> **本作業の一覧**:
#####

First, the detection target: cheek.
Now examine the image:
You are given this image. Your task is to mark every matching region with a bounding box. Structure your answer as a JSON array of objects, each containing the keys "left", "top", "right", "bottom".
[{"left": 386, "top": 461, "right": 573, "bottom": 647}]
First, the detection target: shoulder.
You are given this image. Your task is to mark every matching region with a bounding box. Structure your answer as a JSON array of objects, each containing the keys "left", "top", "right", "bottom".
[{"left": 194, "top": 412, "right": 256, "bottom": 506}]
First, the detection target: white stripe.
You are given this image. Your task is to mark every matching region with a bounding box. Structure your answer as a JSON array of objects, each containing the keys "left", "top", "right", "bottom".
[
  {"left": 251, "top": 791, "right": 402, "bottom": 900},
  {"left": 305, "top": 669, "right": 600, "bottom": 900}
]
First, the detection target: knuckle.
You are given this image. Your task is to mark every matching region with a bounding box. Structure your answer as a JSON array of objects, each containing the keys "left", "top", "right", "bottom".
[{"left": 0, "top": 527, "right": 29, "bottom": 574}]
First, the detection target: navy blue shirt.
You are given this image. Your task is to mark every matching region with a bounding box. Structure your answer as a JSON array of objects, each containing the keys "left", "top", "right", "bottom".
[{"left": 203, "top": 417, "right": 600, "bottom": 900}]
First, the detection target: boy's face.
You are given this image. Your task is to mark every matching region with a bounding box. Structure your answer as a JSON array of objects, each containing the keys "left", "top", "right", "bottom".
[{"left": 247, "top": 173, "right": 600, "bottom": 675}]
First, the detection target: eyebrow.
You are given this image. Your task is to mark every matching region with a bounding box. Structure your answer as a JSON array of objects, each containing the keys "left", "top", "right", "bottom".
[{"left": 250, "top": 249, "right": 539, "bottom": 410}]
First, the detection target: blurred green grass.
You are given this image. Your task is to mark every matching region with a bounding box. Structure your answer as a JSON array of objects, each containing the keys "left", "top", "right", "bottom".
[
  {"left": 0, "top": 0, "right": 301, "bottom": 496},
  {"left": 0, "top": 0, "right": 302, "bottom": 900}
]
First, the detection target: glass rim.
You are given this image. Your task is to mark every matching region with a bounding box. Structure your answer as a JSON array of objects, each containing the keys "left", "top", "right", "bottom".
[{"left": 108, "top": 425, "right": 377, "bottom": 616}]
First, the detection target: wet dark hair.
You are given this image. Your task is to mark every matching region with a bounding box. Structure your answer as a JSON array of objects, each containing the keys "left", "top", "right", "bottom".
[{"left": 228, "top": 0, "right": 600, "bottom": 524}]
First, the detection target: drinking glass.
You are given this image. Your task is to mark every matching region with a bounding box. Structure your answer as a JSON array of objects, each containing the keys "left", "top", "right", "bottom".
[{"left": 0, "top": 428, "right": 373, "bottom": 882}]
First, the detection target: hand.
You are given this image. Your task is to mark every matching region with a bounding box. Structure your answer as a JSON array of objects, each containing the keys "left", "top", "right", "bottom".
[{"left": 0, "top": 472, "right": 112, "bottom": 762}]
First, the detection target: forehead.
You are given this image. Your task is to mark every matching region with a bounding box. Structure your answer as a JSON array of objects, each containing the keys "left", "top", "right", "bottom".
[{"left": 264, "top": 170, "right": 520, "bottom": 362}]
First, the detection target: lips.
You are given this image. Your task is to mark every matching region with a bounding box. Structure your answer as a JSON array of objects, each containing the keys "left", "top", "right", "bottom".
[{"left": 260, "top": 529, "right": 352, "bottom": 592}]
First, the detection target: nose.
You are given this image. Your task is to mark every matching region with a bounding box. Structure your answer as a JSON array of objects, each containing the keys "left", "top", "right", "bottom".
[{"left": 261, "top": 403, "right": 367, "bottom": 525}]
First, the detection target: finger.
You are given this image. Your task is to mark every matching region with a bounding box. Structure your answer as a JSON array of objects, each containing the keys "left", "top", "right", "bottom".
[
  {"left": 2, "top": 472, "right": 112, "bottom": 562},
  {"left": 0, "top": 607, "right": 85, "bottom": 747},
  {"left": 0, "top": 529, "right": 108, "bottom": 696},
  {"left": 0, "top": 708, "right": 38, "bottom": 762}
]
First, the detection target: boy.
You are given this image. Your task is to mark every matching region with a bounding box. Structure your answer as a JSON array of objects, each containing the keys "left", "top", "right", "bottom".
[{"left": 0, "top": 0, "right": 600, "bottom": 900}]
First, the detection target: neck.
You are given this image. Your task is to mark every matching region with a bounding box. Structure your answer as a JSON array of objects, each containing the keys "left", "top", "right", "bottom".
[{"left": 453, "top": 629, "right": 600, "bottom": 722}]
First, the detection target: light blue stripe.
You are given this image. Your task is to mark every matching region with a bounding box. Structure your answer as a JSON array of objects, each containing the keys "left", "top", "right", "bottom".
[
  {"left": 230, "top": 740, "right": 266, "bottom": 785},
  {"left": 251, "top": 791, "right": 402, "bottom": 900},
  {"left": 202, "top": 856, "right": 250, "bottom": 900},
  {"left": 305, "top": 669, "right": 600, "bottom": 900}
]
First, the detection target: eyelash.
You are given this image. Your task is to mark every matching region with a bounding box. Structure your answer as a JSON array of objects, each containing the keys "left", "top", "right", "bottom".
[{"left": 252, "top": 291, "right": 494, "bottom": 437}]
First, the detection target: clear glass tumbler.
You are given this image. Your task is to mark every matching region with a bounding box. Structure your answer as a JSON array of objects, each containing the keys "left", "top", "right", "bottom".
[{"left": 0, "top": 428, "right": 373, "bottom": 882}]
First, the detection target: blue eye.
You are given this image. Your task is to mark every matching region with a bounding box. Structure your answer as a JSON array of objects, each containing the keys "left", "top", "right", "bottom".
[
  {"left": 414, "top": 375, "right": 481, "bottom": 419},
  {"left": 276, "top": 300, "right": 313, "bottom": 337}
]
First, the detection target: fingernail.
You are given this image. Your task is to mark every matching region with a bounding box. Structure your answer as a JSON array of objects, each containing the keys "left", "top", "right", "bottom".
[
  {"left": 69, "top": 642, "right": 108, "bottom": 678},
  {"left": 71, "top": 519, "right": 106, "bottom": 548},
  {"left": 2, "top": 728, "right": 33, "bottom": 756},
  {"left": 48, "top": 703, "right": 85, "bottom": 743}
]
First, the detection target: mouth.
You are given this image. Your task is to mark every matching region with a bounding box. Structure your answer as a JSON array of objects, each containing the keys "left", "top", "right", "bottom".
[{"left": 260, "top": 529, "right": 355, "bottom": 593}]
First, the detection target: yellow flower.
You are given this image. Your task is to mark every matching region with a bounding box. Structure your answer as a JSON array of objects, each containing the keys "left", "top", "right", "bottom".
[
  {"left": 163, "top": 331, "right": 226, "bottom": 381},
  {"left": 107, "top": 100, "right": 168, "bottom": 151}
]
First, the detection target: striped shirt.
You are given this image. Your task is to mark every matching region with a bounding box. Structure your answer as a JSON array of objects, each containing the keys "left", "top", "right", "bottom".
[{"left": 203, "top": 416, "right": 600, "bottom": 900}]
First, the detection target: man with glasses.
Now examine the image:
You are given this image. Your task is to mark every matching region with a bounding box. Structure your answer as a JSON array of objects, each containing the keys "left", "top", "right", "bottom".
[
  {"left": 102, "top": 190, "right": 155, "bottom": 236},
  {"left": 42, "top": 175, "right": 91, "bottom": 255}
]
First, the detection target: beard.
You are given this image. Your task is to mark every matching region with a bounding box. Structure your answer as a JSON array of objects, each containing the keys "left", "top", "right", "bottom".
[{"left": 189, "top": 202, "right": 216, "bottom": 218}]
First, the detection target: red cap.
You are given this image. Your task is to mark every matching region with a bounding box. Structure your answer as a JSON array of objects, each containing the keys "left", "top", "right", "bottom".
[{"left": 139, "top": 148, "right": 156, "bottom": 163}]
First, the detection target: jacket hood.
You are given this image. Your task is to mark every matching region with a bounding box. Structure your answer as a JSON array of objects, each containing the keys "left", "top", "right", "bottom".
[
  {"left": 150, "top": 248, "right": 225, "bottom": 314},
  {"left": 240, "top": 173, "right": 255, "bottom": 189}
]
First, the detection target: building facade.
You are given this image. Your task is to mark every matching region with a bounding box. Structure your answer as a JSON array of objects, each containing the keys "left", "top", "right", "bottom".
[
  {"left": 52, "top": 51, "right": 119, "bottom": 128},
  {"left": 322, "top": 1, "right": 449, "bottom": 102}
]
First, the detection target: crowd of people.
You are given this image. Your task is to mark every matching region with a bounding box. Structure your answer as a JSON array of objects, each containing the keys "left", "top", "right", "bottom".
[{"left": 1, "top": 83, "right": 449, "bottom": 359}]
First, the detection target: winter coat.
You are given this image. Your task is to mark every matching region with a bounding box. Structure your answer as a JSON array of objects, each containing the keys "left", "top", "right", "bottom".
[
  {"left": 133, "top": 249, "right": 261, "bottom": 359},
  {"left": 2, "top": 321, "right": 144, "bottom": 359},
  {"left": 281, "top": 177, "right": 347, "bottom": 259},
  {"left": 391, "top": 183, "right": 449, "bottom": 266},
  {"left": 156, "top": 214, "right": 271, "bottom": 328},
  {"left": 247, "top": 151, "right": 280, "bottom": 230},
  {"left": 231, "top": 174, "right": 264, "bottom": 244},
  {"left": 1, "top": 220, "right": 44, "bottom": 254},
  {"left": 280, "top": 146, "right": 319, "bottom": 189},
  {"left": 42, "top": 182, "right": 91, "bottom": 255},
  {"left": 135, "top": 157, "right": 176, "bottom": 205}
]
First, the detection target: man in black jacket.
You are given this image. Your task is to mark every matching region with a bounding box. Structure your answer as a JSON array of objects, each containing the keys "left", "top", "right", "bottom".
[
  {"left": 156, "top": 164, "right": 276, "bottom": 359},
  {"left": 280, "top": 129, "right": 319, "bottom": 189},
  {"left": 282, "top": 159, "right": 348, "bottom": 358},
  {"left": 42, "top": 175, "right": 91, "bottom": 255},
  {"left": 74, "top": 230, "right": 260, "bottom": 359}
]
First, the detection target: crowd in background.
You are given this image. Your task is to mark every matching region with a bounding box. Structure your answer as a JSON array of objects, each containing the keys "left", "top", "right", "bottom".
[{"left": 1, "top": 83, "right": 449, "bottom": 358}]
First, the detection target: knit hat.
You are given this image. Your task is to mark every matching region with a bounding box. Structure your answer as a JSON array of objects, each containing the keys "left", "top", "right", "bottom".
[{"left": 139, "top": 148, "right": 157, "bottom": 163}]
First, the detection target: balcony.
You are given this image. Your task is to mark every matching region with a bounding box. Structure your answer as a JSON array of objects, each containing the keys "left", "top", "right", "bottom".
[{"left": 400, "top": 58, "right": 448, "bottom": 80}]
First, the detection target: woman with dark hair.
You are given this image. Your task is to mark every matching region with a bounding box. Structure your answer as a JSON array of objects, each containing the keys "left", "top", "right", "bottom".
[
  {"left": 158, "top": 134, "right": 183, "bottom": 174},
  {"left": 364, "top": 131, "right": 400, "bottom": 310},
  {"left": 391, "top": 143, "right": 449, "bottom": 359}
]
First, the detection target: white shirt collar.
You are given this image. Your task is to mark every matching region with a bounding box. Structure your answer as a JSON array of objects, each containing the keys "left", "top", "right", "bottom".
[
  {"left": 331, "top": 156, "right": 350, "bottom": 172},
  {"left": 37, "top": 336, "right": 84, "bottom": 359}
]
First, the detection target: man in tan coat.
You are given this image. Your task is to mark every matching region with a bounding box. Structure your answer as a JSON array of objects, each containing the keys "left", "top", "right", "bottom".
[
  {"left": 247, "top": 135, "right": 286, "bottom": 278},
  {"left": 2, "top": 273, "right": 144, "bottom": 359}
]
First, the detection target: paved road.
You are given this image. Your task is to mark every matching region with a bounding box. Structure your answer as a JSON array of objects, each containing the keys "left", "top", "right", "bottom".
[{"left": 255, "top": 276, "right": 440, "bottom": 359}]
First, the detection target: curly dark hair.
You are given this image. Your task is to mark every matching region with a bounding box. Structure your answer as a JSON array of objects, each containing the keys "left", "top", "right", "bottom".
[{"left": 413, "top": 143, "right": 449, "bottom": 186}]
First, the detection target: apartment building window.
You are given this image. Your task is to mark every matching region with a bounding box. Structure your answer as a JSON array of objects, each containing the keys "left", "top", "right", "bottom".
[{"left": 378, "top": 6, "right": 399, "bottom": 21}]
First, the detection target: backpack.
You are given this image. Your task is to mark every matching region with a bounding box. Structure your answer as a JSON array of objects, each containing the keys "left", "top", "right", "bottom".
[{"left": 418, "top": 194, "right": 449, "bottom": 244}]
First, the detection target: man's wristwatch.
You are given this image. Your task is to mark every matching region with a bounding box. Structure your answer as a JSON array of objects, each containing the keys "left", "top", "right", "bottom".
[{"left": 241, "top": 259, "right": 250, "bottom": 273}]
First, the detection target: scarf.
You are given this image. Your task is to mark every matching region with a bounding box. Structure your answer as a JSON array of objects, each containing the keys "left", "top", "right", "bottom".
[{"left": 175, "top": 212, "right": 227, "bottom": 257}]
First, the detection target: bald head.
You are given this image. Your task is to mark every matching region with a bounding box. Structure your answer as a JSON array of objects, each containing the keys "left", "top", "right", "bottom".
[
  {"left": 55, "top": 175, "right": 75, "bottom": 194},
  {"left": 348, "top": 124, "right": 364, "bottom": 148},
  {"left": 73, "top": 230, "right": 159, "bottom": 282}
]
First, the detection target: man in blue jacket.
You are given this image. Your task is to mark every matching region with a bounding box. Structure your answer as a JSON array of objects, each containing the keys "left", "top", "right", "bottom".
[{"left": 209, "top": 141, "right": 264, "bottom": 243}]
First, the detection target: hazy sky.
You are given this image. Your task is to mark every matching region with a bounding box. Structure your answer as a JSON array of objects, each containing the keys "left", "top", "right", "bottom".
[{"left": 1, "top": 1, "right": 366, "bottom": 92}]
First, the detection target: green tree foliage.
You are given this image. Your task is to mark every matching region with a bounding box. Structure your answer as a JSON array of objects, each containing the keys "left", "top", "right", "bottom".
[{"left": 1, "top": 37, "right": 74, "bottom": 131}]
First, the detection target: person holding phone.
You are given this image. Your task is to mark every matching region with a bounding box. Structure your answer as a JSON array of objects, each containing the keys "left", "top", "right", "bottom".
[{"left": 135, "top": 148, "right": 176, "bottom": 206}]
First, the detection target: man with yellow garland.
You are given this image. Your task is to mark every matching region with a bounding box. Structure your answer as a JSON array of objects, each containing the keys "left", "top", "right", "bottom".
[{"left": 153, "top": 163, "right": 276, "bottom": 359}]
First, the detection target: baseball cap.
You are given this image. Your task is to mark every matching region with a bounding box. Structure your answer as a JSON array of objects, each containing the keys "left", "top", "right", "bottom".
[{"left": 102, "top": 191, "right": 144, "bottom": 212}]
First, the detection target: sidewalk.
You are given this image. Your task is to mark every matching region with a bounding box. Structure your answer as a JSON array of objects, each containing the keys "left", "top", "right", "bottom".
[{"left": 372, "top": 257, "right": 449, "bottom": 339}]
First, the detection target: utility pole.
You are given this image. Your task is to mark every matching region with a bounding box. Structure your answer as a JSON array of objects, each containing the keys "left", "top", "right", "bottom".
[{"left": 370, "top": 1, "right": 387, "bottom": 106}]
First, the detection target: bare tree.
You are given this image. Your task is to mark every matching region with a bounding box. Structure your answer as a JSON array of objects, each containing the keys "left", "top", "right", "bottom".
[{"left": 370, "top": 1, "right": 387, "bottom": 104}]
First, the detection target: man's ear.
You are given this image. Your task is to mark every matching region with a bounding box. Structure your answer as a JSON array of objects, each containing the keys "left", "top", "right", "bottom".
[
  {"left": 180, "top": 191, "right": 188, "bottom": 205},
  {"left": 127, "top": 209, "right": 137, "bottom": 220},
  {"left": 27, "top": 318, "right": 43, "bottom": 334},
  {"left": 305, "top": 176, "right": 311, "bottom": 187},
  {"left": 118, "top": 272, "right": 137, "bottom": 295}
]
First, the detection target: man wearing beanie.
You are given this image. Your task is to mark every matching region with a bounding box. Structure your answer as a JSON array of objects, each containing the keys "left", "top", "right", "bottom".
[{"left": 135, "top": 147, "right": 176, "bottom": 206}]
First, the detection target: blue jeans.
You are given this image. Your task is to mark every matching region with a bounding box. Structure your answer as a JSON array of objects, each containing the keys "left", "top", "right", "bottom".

#####

> **作業内容**:
上の一覧で文字列「crowd」を含む行を集計し、その行数のみを答えよ。

> **作業の解答**:
2